------ EXCERPTED DATA ------
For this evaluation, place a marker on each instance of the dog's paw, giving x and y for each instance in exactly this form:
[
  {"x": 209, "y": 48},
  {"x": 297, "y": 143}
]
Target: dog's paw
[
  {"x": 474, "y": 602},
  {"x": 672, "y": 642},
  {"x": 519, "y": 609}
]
------
**TO BE DONE**. Write out every line of the material above word for word, with nothing left out or changed.

**RESULT FOR THIS TASK**.
For this evaluation, place a marker on each instance of the dog's paw, giving x and y for each instance in exactly this form:
[
  {"x": 209, "y": 48},
  {"x": 297, "y": 143}
]
Target: dog's paw
[
  {"x": 474, "y": 602},
  {"x": 672, "y": 642},
  {"x": 519, "y": 609}
]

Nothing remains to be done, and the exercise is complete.